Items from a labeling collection
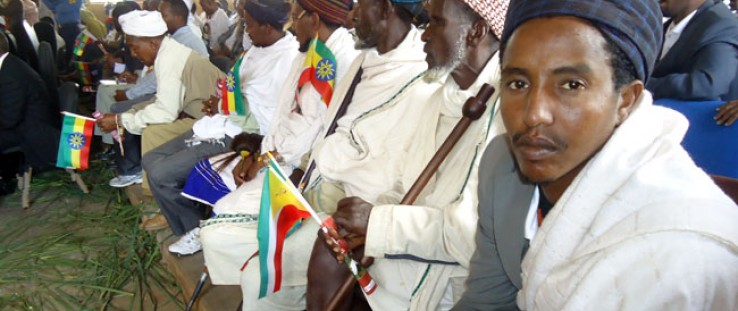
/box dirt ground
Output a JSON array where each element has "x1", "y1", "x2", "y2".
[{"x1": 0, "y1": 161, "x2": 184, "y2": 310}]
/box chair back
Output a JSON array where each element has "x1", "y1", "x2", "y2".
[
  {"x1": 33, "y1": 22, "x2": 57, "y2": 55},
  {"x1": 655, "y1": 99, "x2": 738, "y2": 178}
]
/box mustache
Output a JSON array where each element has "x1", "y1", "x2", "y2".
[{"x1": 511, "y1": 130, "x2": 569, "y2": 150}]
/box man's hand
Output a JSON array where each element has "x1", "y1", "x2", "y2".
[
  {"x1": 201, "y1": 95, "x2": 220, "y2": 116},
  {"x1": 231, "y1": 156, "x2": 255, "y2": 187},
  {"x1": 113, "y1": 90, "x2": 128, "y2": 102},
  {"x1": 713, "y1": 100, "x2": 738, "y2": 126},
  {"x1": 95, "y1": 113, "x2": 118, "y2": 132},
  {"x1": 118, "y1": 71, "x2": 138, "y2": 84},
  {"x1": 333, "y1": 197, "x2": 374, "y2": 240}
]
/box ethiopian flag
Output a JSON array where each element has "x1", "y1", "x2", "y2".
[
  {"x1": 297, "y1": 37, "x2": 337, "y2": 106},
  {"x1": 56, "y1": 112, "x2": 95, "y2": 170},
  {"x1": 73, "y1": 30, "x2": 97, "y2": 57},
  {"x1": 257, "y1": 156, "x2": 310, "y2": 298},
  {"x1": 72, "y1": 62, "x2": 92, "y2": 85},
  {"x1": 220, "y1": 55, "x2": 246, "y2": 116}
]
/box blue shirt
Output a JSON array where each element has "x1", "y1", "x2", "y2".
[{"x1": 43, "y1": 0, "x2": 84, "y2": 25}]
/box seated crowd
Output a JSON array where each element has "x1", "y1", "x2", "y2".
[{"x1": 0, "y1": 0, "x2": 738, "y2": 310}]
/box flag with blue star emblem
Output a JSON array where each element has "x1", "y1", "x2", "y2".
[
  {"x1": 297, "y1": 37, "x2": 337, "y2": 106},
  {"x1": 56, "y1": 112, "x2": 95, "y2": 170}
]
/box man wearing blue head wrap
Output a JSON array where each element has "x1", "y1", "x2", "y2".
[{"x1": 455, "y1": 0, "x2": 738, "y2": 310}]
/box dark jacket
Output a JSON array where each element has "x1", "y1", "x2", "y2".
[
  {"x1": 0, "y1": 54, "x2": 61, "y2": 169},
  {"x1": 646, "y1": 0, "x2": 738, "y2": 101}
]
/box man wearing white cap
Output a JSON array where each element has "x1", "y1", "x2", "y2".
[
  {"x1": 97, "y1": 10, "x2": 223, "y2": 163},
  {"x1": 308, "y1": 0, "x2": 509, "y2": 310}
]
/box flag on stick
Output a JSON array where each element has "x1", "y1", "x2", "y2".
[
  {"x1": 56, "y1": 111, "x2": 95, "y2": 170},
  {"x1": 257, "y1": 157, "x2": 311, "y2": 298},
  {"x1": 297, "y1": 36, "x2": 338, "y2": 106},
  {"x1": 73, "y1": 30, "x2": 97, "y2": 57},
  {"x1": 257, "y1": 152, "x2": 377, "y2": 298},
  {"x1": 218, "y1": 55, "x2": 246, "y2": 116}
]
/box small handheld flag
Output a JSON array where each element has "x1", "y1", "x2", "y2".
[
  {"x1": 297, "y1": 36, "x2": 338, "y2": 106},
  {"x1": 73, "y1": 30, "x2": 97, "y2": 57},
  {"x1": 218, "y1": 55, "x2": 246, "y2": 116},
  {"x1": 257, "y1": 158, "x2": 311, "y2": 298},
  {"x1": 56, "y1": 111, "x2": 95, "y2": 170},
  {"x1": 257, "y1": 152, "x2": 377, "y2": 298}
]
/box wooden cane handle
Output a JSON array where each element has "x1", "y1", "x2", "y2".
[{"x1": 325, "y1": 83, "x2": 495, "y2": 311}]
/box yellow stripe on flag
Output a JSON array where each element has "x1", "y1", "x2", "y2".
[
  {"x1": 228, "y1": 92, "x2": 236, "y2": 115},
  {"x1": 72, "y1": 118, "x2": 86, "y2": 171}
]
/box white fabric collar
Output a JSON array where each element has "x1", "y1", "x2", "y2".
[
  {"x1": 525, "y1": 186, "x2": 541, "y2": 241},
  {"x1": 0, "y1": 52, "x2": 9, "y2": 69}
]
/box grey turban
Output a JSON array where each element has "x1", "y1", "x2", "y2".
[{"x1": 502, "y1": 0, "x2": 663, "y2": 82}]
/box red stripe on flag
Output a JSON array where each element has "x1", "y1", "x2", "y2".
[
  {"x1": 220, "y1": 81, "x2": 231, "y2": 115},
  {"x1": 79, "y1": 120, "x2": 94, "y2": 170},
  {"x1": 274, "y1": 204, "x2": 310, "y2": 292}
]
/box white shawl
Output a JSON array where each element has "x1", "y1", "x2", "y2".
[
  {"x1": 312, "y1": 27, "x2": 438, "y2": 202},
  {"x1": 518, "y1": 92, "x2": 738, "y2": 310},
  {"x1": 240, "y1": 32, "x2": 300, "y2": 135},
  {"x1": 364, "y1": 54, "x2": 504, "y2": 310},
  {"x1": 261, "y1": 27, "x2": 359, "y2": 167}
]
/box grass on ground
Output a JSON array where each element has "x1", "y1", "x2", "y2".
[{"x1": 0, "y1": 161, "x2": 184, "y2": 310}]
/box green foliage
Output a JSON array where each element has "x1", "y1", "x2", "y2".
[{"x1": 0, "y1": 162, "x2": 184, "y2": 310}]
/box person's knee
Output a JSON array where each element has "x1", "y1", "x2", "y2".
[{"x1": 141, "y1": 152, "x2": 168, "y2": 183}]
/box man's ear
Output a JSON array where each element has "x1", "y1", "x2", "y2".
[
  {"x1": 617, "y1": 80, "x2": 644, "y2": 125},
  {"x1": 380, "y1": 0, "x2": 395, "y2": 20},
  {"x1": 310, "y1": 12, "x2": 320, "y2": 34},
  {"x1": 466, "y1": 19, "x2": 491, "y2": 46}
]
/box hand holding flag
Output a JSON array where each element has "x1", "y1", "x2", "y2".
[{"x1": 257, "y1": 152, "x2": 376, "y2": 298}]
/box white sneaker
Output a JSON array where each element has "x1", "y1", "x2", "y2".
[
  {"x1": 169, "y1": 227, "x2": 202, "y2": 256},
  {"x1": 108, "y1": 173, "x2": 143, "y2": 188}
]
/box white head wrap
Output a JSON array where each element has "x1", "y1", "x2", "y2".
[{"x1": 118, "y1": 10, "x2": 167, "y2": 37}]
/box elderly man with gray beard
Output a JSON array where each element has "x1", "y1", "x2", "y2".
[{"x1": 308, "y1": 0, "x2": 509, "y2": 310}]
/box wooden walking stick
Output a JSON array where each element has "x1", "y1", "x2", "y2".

### Task:
Gather every line in the entries above that contains the word "white", and copy each one out in full.

### Problem solution:
/box man wearing white cap
/box white fabric collar
/box white shawl
/box white sneaker
/box white head wrap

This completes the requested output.